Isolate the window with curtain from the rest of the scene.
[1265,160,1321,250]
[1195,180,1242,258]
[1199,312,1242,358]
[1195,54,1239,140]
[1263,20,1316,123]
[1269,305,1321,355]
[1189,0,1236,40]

§ **Aim of the task**: Pull every line out of the data above and reproduce each one unchanged, character for character.

§ **Solution for this exercise**:
Isolate the window with curtain from the rest of the scene.
[1265,160,1321,250]
[1195,180,1242,258]
[1199,312,1242,358]
[1195,54,1239,140]
[1263,20,1316,123]
[1269,305,1321,355]
[1189,0,1236,40]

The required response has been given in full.